## KUTIPAN SUMBER
· · · ·
Sejumlah media melansir bahwa penyebaran Virus Corona semakin meluas. Sejak ditemukan pertama kali, virus itu telah menyasar lebih dari 100 negara di dunia, tak terkecuali Indonesia. Menyikapi kondisi tersebut, seperti dikutip kompas.com, WHO telah menetapkan wabah Corona sebagai pandemi global pada 11 Maret 2020.
Kompas.com menyebut Corona tidak hanya menyerang warga sipil, tapi juga telah menginfeksi sejumlah pejabat dunia, di antaranya Kepala Staf Militer Italia, Menkes Inggris, Wapres Iran dan beberapa pejabat tinggi di negeri itu.
Di Indonesia kabarnya sudah 34 orang dinyatakan positif terinfeksi Corona. Informasi terakhir sebagaimana dikabarkan AceHTrend, dua warga Aceh juga dicurigai terinfeksi Corona dan saat ini dirawat di RSU Zainal Abidin.
· · · ·
[Entri data yang dikumpulkan]
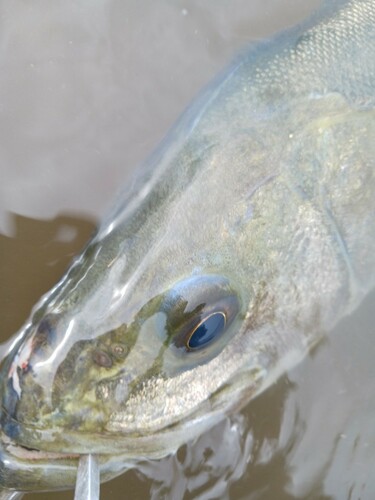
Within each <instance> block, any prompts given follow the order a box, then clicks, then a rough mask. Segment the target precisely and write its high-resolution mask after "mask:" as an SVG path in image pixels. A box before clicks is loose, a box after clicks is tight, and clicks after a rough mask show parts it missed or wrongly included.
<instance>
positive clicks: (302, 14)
mask: <svg viewBox="0 0 375 500" xmlns="http://www.w3.org/2000/svg"><path fill="white" fill-rule="evenodd" d="M318 3H319V2H318V1H314V2H312V1H310V0H309V1H302V0H294V1H291V0H268V1H264V0H263V1H261V0H252V1H251V2H249V1H248V0H233V1H232V2H225V1H224V0H206V1H205V2H204V3H202V2H200V1H198V0H196V1H192V0H189V1H187V0H186V1H174V2H171V1H168V0H159V1H158V2H150V1H142V0H141V1H140V0H131V1H130V0H126V1H122V0H117V1H115V0H112V1H110V0H108V1H106V0H100V1H96V2H89V1H87V0H86V1H76V2H67V1H62V0H61V1H57V0H56V1H54V2H53V3H52V2H51V3H49V4H48V5H47V4H46V3H45V2H43V1H42V0H34V1H33V3H32V4H31V3H30V4H26V3H25V2H23V1H20V0H15V1H13V2H6V1H5V0H4V1H3V2H0V7H1V9H0V11H1V13H2V16H1V19H0V26H1V29H0V74H1V77H0V137H1V141H0V233H1V234H0V307H1V318H2V323H1V337H2V338H4V339H5V338H7V337H9V336H10V335H12V334H13V333H14V332H15V331H16V330H17V329H18V328H19V327H20V326H21V325H22V323H23V322H24V321H25V319H26V318H27V315H28V313H29V310H30V308H31V307H32V305H33V304H34V302H35V301H36V300H37V299H38V298H39V297H40V295H41V294H42V293H43V292H44V291H47V290H48V289H49V287H50V286H52V285H53V284H54V283H55V282H56V280H57V279H58V277H59V276H60V275H61V274H62V272H63V270H64V268H65V267H66V266H67V264H68V262H69V260H70V259H71V257H72V256H73V255H74V254H75V253H76V252H78V251H79V248H80V247H81V246H82V245H83V244H84V242H85V241H86V239H87V238H88V237H89V235H90V234H91V232H92V231H93V229H94V227H95V222H96V220H98V219H99V218H100V217H101V215H102V214H103V213H104V211H105V207H106V206H108V204H109V203H110V200H111V199H112V198H113V196H114V193H115V192H116V191H117V189H118V188H119V187H120V186H121V185H122V184H124V183H126V182H127V181H128V179H129V175H130V173H131V171H132V170H133V169H134V168H135V167H136V166H137V164H138V163H139V162H140V161H142V159H144V158H145V157H146V156H147V155H148V154H149V153H150V152H151V151H152V149H153V147H154V146H155V145H156V144H157V143H158V142H159V141H160V139H161V138H162V137H163V135H164V134H165V132H166V130H167V129H168V127H169V126H170V125H171V124H172V123H173V121H174V120H175V119H176V118H177V116H178V115H179V113H180V112H181V111H182V110H183V108H184V107H185V106H186V105H187V104H188V103H189V101H190V100H191V98H192V97H193V96H194V95H195V94H196V92H197V91H198V90H199V89H200V88H201V87H202V85H204V84H205V83H206V82H207V81H209V80H210V78H211V77H212V76H214V75H215V74H216V73H217V72H218V71H220V70H221V69H222V67H223V66H224V65H225V64H226V63H227V62H228V61H230V59H231V57H232V56H233V55H234V54H235V53H236V52H237V51H238V50H239V49H240V48H242V47H243V46H244V45H245V44H246V43H247V42H248V41H250V40H252V39H258V38H263V37H264V36H269V35H271V34H272V33H273V32H275V31H277V30H280V29H282V28H283V27H285V26H288V25H292V24H295V23H296V22H297V21H299V20H300V19H303V18H304V17H305V16H306V15H307V14H308V13H309V12H310V11H311V10H312V9H313V8H314V6H316V5H317V4H318ZM374 304H375V294H374V293H373V294H372V295H371V296H370V297H368V299H367V301H366V302H365V303H364V304H363V307H361V308H360V309H359V310H358V311H357V313H356V314H354V315H353V316H352V317H350V318H348V319H346V320H345V321H343V322H341V323H340V325H338V327H337V328H336V330H335V332H333V333H332V334H331V335H330V336H329V338H328V339H327V340H326V341H324V342H322V343H321V344H320V345H319V346H318V347H317V348H316V349H315V350H314V351H313V352H312V353H311V355H309V356H308V357H307V358H306V359H305V360H304V361H303V362H302V363H301V364H300V365H299V366H297V367H295V368H294V369H293V370H291V371H290V372H289V373H287V374H286V375H285V376H283V377H282V378H281V379H280V380H279V381H278V383H277V384H275V385H274V386H272V387H271V388H270V389H269V390H268V391H266V392H265V393H264V394H262V395H261V396H260V397H258V398H257V399H255V400H254V401H252V402H251V403H250V404H249V405H248V407H247V408H246V409H245V410H244V411H243V412H241V413H240V414H238V415H235V416H233V417H232V418H231V419H228V420H226V421H225V422H223V423H222V424H220V426H218V427H217V428H215V429H213V430H212V431H211V432H209V433H207V434H206V435H204V436H202V437H201V438H200V439H199V440H198V441H197V443H195V444H194V445H188V446H186V447H183V448H182V449H181V450H179V452H178V454H177V455H176V456H172V457H169V458H167V459H165V460H161V461H158V462H153V463H148V464H147V463H144V464H140V466H139V468H138V469H139V470H141V471H142V472H143V474H144V475H145V476H146V477H147V478H146V479H145V477H144V476H142V477H140V473H139V470H138V471H130V472H128V473H126V474H125V475H123V476H122V477H120V478H118V479H116V480H114V481H112V482H110V483H108V484H107V485H103V486H102V490H101V491H102V497H103V498H108V497H110V498H112V499H116V498H121V499H123V498H132V499H145V498H155V499H157V498H166V499H172V498H173V499H176V498H186V499H188V498H201V499H213V498H231V499H242V498H243V499H266V500H268V499H281V500H283V499H294V498H305V499H308V498H310V499H326V498H327V499H328V498H332V499H333V498H335V499H340V500H341V499H346V498H348V499H349V498H350V499H358V498H360V499H372V498H374V496H375V477H374V475H373V474H372V471H373V470H374V466H375V429H374V425H373V422H374V418H375V384H374V383H373V381H374V380H375V365H374V363H373V359H374V356H375V343H374V341H373V324H374V323H375V315H374V309H375V308H374ZM51 495H52V494H51V493H49V494H48V493H46V494H38V495H30V496H28V498H34V497H35V498H36V499H42V498H51ZM72 496H73V495H72V492H68V493H61V494H55V493H54V494H53V498H56V499H59V498H72Z"/></svg>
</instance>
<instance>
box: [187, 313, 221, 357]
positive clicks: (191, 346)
mask: <svg viewBox="0 0 375 500" xmlns="http://www.w3.org/2000/svg"><path fill="white" fill-rule="evenodd" d="M226 322H227V321H226V316H225V314H224V313H223V312H221V311H219V312H214V313H212V314H209V315H208V316H207V317H205V318H204V319H203V320H202V321H201V322H200V323H198V325H197V326H196V327H195V328H194V330H193V331H192V332H191V334H190V336H189V337H188V339H187V342H186V348H187V349H188V350H195V349H199V348H201V347H205V346H206V345H207V344H209V343H210V342H211V341H212V340H213V339H215V338H216V337H217V336H219V335H220V334H221V333H222V332H223V331H224V330H225V325H226Z"/></svg>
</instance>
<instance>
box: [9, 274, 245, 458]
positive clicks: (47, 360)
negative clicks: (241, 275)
mask: <svg viewBox="0 0 375 500" xmlns="http://www.w3.org/2000/svg"><path fill="white" fill-rule="evenodd" d="M96 319H97V318H96ZM243 323H244V312H243V305H242V298H241V294H240V290H236V287H235V285H233V284H232V283H231V282H230V280H229V279H227V278H226V277H223V276H219V275H215V274H206V275H196V276H191V277H188V278H185V279H182V280H180V281H178V282H176V283H175V284H174V285H173V286H172V287H171V288H169V289H167V290H165V291H163V292H162V293H160V294H158V295H156V296H154V297H152V298H151V299H150V300H148V301H147V302H146V303H145V304H143V306H142V307H141V308H140V309H139V310H138V311H137V312H136V314H134V316H133V317H132V319H131V321H129V322H128V323H127V324H125V323H124V324H121V325H117V326H116V327H114V328H111V329H109V330H108V331H105V332H104V333H100V334H97V335H91V334H90V327H92V325H87V324H84V322H83V319H81V317H80V313H79V312H78V313H77V312H76V313H75V314H74V315H73V314H71V313H70V312H65V313H64V312H62V313H61V314H58V313H57V312H56V313H52V312H48V313H47V314H45V315H44V316H43V317H42V318H41V319H39V320H38V322H37V323H36V324H35V325H34V326H32V327H31V328H30V330H29V332H28V333H27V334H26V335H25V337H24V339H23V341H22V343H21V344H20V345H19V346H17V347H16V350H15V352H13V353H11V355H10V357H9V359H8V361H7V362H6V366H4V367H3V370H6V372H5V373H4V375H3V384H4V386H3V391H2V392H3V411H2V427H3V430H4V432H5V434H7V435H8V436H9V437H10V438H11V439H12V440H13V441H14V442H16V443H19V444H21V445H24V446H27V447H31V448H37V449H43V450H46V451H55V452H70V453H73V452H74V453H87V452H95V453H108V454H109V453H113V452H115V451H116V452H119V451H121V452H126V451H127V448H129V455H136V454H141V455H142V454H150V455H159V454H164V453H165V451H166V450H167V451H168V450H169V449H172V448H175V447H176V446H177V445H178V444H180V443H181V442H183V441H184V440H185V439H186V437H187V436H189V435H192V436H193V435H194V434H195V430H194V421H195V422H196V427H197V429H200V428H201V427H202V425H203V421H206V420H207V419H209V417H210V416H211V417H212V415H215V413H218V412H219V410H222V409H223V408H226V407H229V406H230V400H228V394H227V392H226V390H225V388H228V385H229V383H230V381H231V378H232V377H233V375H234V374H235V373H236V372H237V371H238V368H239V365H238V362H239V361H240V360H241V359H242V355H243V354H244V353H243V352H241V350H243V349H244V348H243V347H241V342H239V339H238V338H237V337H236V336H235V333H236V334H238V331H239V330H240V329H241V325H242V324H243ZM100 330H101V329H100V327H99V325H96V333H97V332H100ZM236 339H237V340H236ZM228 346H231V348H230V349H229V350H228ZM186 422H188V423H189V425H188V426H186V425H185V424H186ZM206 426H207V425H206V424H204V425H203V427H206ZM171 433H172V434H173V435H174V436H175V437H176V436H177V435H178V436H179V437H176V439H177V441H174V442H171V441H170V440H169V441H168V440H167V436H169V438H168V439H170V436H171V435H172V434H171ZM186 433H187V434H186ZM163 436H164V437H163Z"/></svg>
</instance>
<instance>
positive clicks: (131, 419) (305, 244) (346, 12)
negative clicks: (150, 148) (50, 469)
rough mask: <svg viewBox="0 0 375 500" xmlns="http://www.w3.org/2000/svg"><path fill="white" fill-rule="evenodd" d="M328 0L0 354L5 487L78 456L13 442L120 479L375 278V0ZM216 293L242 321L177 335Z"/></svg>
mask: <svg viewBox="0 0 375 500" xmlns="http://www.w3.org/2000/svg"><path fill="white" fill-rule="evenodd" d="M323 11H324V13H323V15H322V14H317V16H316V17H315V18H313V21H310V22H308V23H307V24H306V25H305V26H304V27H303V29H301V28H297V29H293V30H291V31H288V32H286V33H285V34H282V35H280V36H279V37H277V38H276V39H274V40H272V41H270V42H266V43H262V44H260V45H259V46H257V47H255V48H253V49H250V51H249V52H247V53H244V54H243V55H242V56H241V57H240V58H239V59H238V60H237V61H236V62H235V63H234V64H233V65H232V66H231V68H230V69H229V71H227V72H226V73H225V74H224V75H223V76H221V77H220V79H219V80H217V81H216V82H215V83H214V84H213V85H212V86H210V87H208V88H207V89H206V90H205V91H204V92H203V94H202V96H201V97H200V98H198V100H197V101H196V102H195V103H194V104H193V105H192V107H191V108H190V109H189V110H188V111H187V112H186V113H185V115H184V116H183V117H182V119H181V120H180V121H179V122H178V123H177V125H176V127H175V128H174V129H173V130H172V131H171V133H170V134H169V136H168V137H167V139H166V140H165V141H164V143H163V144H162V145H161V147H160V148H159V149H158V150H157V151H156V153H155V154H154V155H153V156H152V157H151V159H150V160H148V162H146V165H145V166H144V169H143V173H141V174H140V175H139V177H138V178H137V179H136V180H135V181H134V183H133V185H132V186H131V187H130V189H129V191H128V192H127V193H125V194H124V196H123V199H122V200H121V201H119V202H118V203H117V205H116V206H115V208H114V210H113V211H112V212H111V213H110V214H109V216H108V218H107V219H105V220H104V221H103V224H102V226H101V227H100V228H99V230H98V233H97V235H96V236H95V237H94V238H93V240H92V241H91V242H90V243H89V244H88V246H87V248H86V250H85V252H84V253H83V254H82V255H81V256H80V257H78V259H77V260H76V262H75V263H74V264H73V266H72V268H71V269H70V270H69V271H68V273H67V275H66V276H65V277H64V278H63V279H62V281H61V282H60V283H59V284H58V285H57V286H56V287H55V288H54V289H53V290H52V291H51V292H50V293H49V294H48V295H47V296H46V297H45V298H44V299H43V300H42V302H41V303H40V304H39V305H38V306H37V307H36V309H35V311H34V314H33V318H32V321H31V323H30V324H29V325H27V326H26V327H25V330H24V331H23V332H22V335H21V336H20V338H19V339H18V341H17V342H16V344H15V346H14V347H13V349H12V351H11V352H10V354H9V355H8V357H7V358H6V359H5V360H4V362H3V364H2V369H1V393H2V413H1V425H2V431H3V437H2V446H3V451H2V456H3V457H6V459H7V460H9V457H11V462H12V467H14V470H12V471H11V473H10V472H9V466H8V465H5V458H3V459H2V464H1V467H0V483H1V484H2V486H3V487H8V488H21V487H22V489H24V490H33V489H35V490H37V489H46V488H48V489H50V488H55V487H58V486H59V485H60V486H67V485H68V484H71V485H73V484H74V480H75V471H76V464H77V458H76V457H75V458H74V457H73V458H72V459H69V457H67V456H65V457H62V458H61V459H56V463H57V464H58V463H62V462H63V463H64V465H61V466H60V467H59V466H57V465H56V464H55V465H56V468H55V469H54V471H53V472H52V471H51V470H49V469H46V468H45V462H44V463H43V461H42V462H41V463H42V465H41V466H38V465H37V464H35V462H34V463H33V464H31V463H30V462H29V461H28V460H27V457H26V459H20V458H16V455H15V454H14V448H15V447H16V446H15V445H17V444H21V445H23V446H27V447H28V448H36V449H42V450H43V451H44V452H54V453H66V454H73V455H74V454H80V453H96V454H99V455H100V456H99V459H100V462H101V464H102V473H103V477H102V478H104V479H106V478H109V477H111V476H113V475H116V474H117V473H119V472H121V470H122V469H123V468H124V467H125V464H126V463H128V462H129V461H131V460H133V459H136V458H138V457H140V456H151V457H159V456H163V455H165V454H167V453H169V452H171V451H174V450H175V449H177V447H178V446H179V445H180V444H182V443H183V442H186V440H188V439H191V438H193V437H195V436H196V435H198V434H199V433H200V432H202V431H203V430H205V429H206V428H208V427H210V426H212V425H213V424H214V423H215V422H216V421H218V419H220V418H221V416H222V415H223V414H224V413H225V412H228V411H233V409H236V408H238V407H240V406H241V405H243V404H244V403H245V402H246V401H248V400H249V399H250V398H251V397H254V396H255V395H256V394H259V392H261V391H262V390H264V389H265V388H266V387H267V386H268V385H269V384H270V383H272V381H273V380H274V379H275V378H276V377H277V376H278V374H279V373H280V372H281V371H282V370H285V368H287V367H289V366H291V365H292V364H293V363H296V362H297V361H298V360H299V359H301V358H302V357H303V355H304V354H306V352H307V350H308V348H309V346H310V345H311V344H313V343H315V342H316V341H317V340H318V339H319V338H320V337H321V336H322V335H323V334H324V333H325V332H327V331H329V330H330V329H332V328H333V326H334V325H335V324H336V323H337V321H338V320H339V319H340V318H342V317H343V316H345V315H346V314H349V313H350V312H351V311H353V310H354V309H355V307H357V305H358V304H359V302H360V301H361V300H362V298H363V297H364V296H365V295H366V294H367V293H368V292H369V291H370V290H371V289H372V288H373V286H374V280H375V257H374V256H375V217H374V215H375V196H374V192H375V180H374V161H375V160H374V158H375V154H374V153H375V146H374V141H373V138H374V137H375V134H374V132H375V111H374V104H375V102H374V100H375V58H374V57H373V56H374V53H375V2H374V1H373V0H362V1H360V0H357V1H349V2H334V8H333V7H332V6H330V7H326V8H325V9H323ZM176 290H177V291H176ZM176 296H178V300H177V301H175V298H176ZM212 296H215V298H216V299H215V300H226V298H227V297H228V296H236V297H237V298H238V308H239V312H238V314H237V315H236V318H235V319H234V321H233V323H232V325H231V327H230V329H229V330H228V332H225V334H223V335H222V336H221V337H220V338H219V339H218V341H217V342H214V343H213V345H212V348H211V346H209V347H208V348H206V349H205V350H203V354H200V353H199V352H186V353H184V354H181V352H176V351H174V350H173V348H170V346H169V345H167V344H166V338H165V336H163V335H164V333H163V332H164V326H163V325H165V322H166V318H169V317H170V316H172V319H173V321H175V322H176V323H177V324H179V323H178V321H179V319H180V316H181V311H180V309H178V307H179V300H180V298H182V299H186V302H187V304H188V305H189V304H190V306H189V307H191V310H193V309H194V307H195V306H197V305H199V303H200V302H199V301H198V299H196V297H200V299H199V300H200V301H204V302H209V301H210V300H211V297H212ZM202 297H203V298H202ZM171 304H172V305H171ZM191 304H194V307H193V306H192V305H191ZM228 307H229V306H228ZM231 307H232V306H230V307H229V309H230V308H231ZM177 333H178V332H177ZM177 333H176V335H177ZM51 460H53V459H51ZM51 460H49V461H48V462H49V463H50V462H51ZM59 460H60V462H59ZM120 464H121V465H120ZM31 469H32V470H33V474H31V472H30V470H31ZM16 471H17V472H16ZM25 471H27V472H25Z"/></svg>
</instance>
· · · ·
## URAIAN TUGAS
Tolong ambil seluruh isi kutipan sumber tentang penyebaran Virus Corona dan tuliskan kembali tanpa perubahan sedikit pun.

## HASIL TUGAS
Sejumlah media melansir bahwa penyebaran Virus Corona semakin meluas. Sejak ditemukan pertama kali, virus itu telah menyasar lebih dari 100 negara di dunia, tak terkecuali Indonesia. Menyikapi kondisi tersebut, seperti dikutip kompas.com, WHO telah menetapkan wabah Corona sebagai pandemi global pada 11 Maret 2020.
Kompas.com menyebut Corona tidak hanya menyerang warga sipil, tapi juga telah menginfeksi sejumlah pejabat dunia, di antaranya Kepala Staf Militer Italia, Menkes Inggris, Wapres Iran dan beberapa pejabat tinggi di negeri itu.
Di Indonesia kabarnya sudah 34 orang dinyatakan positif terinfeksi Corona. Informasi terakhir sebagaimana dikabarkan AceHTrend, dua warga Aceh juga dicurigai terinfeksi Corona dan saat ini dirawat di RSU Zainal Abidin.